▶ **Stated exercise**
Reproduce the material below character for character, beginning at the line that contains "Box every asphalt driveway you can see." and continuing through the end of the material. Omit the pictures from your answer.

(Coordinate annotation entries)

== == ==

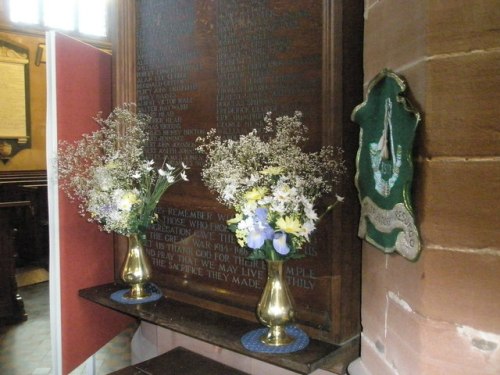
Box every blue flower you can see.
[247,208,274,250]
[273,232,290,255]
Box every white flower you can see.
[221,183,237,202]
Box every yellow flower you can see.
[245,187,267,202]
[227,214,243,225]
[276,216,302,235]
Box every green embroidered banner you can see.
[351,69,420,260]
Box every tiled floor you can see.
[0,282,136,375]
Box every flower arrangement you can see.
[57,104,188,240]
[197,111,345,260]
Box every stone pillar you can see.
[351,0,500,375]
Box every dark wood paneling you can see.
[115,0,363,342]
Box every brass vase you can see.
[120,234,152,300]
[257,260,295,346]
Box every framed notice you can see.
[117,0,362,342]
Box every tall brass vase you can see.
[257,260,295,346]
[120,234,152,300]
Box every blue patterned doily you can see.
[241,326,309,354]
[111,284,163,305]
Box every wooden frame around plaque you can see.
[112,0,363,343]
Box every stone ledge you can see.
[79,284,358,374]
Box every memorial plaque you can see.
[136,0,334,331]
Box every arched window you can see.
[9,0,108,38]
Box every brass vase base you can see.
[260,326,295,346]
[123,284,152,300]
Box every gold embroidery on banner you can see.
[358,197,420,259]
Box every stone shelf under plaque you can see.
[79,284,359,374]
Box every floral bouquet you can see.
[197,111,345,260]
[58,104,188,241]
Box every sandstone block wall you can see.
[361,0,500,375]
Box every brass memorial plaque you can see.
[136,0,334,330]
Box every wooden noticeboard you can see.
[115,0,362,342]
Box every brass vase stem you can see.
[120,234,152,299]
[257,260,295,346]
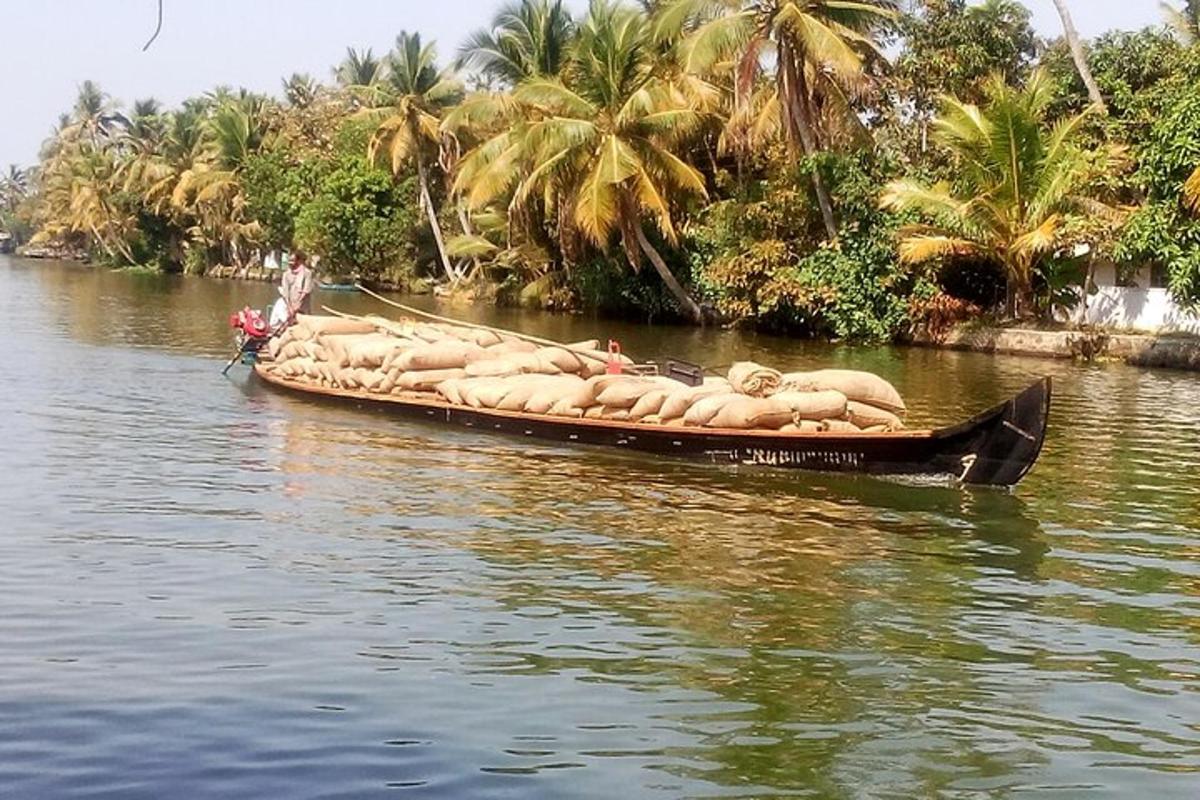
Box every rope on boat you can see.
[345,283,608,363]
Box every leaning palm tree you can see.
[456,0,706,321]
[0,164,29,211]
[881,70,1105,314]
[655,0,896,239]
[457,0,575,86]
[367,31,462,282]
[1054,0,1106,112]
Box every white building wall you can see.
[1070,264,1200,333]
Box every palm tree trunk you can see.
[631,222,704,325]
[415,154,457,283]
[457,203,480,280]
[1054,0,1108,113]
[779,40,838,239]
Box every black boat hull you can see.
[256,367,1050,487]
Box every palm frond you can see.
[900,233,980,264]
[1183,167,1200,213]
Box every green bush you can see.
[686,155,936,342]
[295,156,416,282]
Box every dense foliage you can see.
[7,0,1200,341]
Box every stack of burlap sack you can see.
[266,315,905,433]
[265,314,631,395]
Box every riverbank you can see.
[912,325,1200,371]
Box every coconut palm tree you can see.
[1158,0,1200,47]
[0,164,29,211]
[457,0,575,86]
[456,0,706,321]
[655,0,896,239]
[367,31,462,282]
[334,47,386,89]
[167,100,266,263]
[1183,167,1200,213]
[881,70,1111,314]
[283,72,318,108]
[64,80,125,148]
[1054,0,1108,112]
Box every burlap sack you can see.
[437,378,484,405]
[730,361,780,397]
[659,378,733,420]
[846,401,904,431]
[629,387,671,421]
[770,390,846,421]
[781,369,907,414]
[292,357,320,378]
[342,333,407,369]
[710,396,792,431]
[683,392,745,427]
[413,323,457,344]
[395,369,467,392]
[546,398,585,419]
[318,333,388,366]
[354,367,388,392]
[534,347,587,373]
[596,377,661,409]
[467,353,538,378]
[481,339,541,359]
[524,375,593,414]
[293,314,376,338]
[779,420,824,433]
[496,375,583,414]
[392,339,481,372]
[468,329,504,347]
[464,378,515,408]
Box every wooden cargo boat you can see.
[254,365,1050,487]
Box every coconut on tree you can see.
[367,31,462,282]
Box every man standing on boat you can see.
[280,251,313,324]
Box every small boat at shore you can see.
[254,363,1051,487]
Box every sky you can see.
[0,0,1162,167]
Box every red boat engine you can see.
[229,306,271,338]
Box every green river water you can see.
[0,257,1200,800]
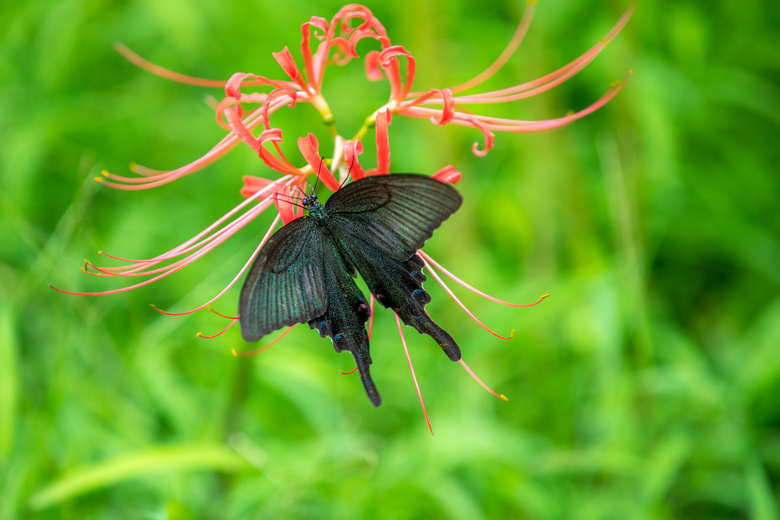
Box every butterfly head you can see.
[303,193,320,210]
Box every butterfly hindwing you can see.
[239,217,331,341]
[325,174,463,262]
[309,240,382,406]
[326,174,461,361]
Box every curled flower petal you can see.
[431,165,463,184]
[240,175,274,197]
[298,134,339,192]
[376,109,393,175]
[364,51,385,81]
[431,88,455,125]
[344,140,366,181]
[271,47,301,83]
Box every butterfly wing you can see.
[325,174,463,262]
[325,174,462,361]
[238,217,331,341]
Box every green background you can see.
[0,0,780,519]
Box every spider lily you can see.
[50,0,634,426]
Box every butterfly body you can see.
[239,174,462,406]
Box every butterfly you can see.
[239,174,463,406]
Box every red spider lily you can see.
[50,0,634,426]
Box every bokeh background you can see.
[0,0,780,519]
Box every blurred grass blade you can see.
[0,304,19,465]
[745,458,778,520]
[29,445,247,509]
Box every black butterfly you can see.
[239,174,462,406]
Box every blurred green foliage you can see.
[0,0,780,520]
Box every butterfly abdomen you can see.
[309,240,382,406]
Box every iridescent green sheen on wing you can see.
[309,239,382,406]
[239,174,462,406]
[238,217,332,341]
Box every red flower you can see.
[57,0,634,428]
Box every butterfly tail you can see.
[309,248,382,406]
[357,252,461,361]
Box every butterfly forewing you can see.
[325,174,462,261]
[238,217,331,341]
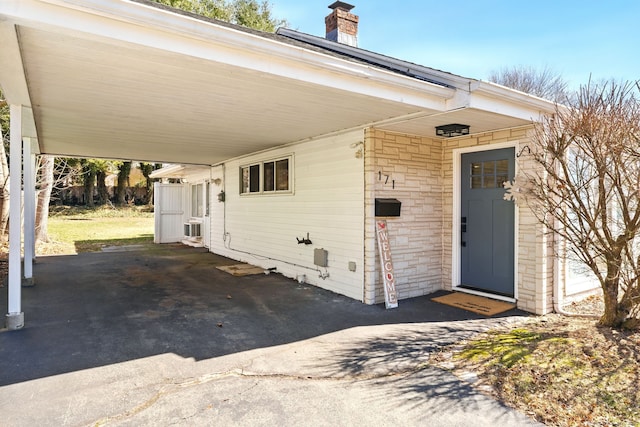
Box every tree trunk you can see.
[96,170,109,205]
[0,128,9,241]
[116,162,131,206]
[35,155,55,243]
[598,260,629,328]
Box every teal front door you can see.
[459,148,515,297]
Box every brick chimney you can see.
[324,1,360,47]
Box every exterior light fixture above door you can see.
[436,123,469,138]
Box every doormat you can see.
[432,292,516,316]
[218,264,264,276]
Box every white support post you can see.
[7,105,24,330]
[22,138,36,286]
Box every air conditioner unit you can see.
[184,222,202,237]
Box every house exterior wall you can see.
[365,129,443,304]
[364,127,563,314]
[443,127,554,314]
[210,131,364,301]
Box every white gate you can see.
[153,182,185,243]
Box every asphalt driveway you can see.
[0,245,533,426]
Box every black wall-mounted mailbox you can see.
[376,199,402,216]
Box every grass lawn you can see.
[37,206,154,255]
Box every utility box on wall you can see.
[313,248,329,267]
[376,198,402,216]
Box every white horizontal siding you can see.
[211,131,364,300]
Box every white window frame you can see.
[239,155,294,197]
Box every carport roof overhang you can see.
[0,0,552,164]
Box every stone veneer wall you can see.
[364,129,443,304]
[443,127,554,314]
[363,128,554,314]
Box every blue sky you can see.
[270,0,640,88]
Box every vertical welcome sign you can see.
[376,220,398,309]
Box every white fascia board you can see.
[0,20,38,139]
[0,0,455,110]
[469,81,556,122]
[0,20,31,106]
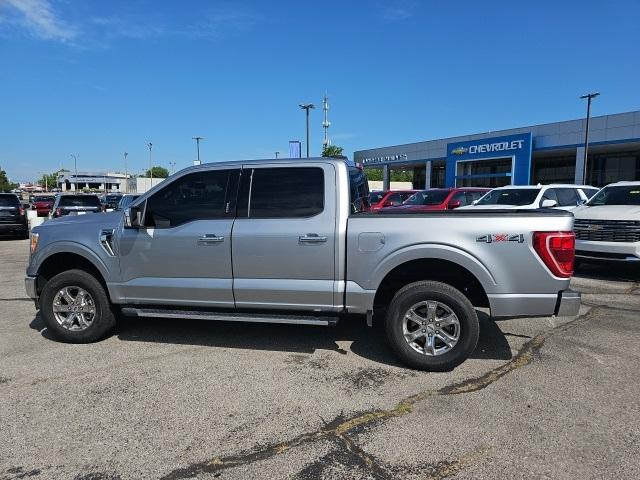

== == ==

▶ **Response to this task**
Box every asphalt driveway you can see.
[0,245,533,426]
Box every black wall-mounted mailbox you can see.
[376,199,402,216]
Box every grass lawn you can see.
[37,206,154,255]
Box every utility box on wall you can see.
[313,248,329,267]
[376,198,402,216]
Box every white horizontal siding you can see.
[211,131,364,300]
Box every white window frame you can see.
[239,155,294,197]
Box every carport roof overhang you can see.
[0,0,552,164]
Box every stone veneer wall you can see.
[364,129,443,304]
[443,127,554,314]
[363,128,554,314]
Box every blue sky you can see.
[270,0,640,88]
Box every vertical welcome sign you can see.
[376,220,398,309]
Box every white fascia board you can see.
[0,20,38,139]
[0,0,455,110]
[469,81,556,122]
[0,20,31,106]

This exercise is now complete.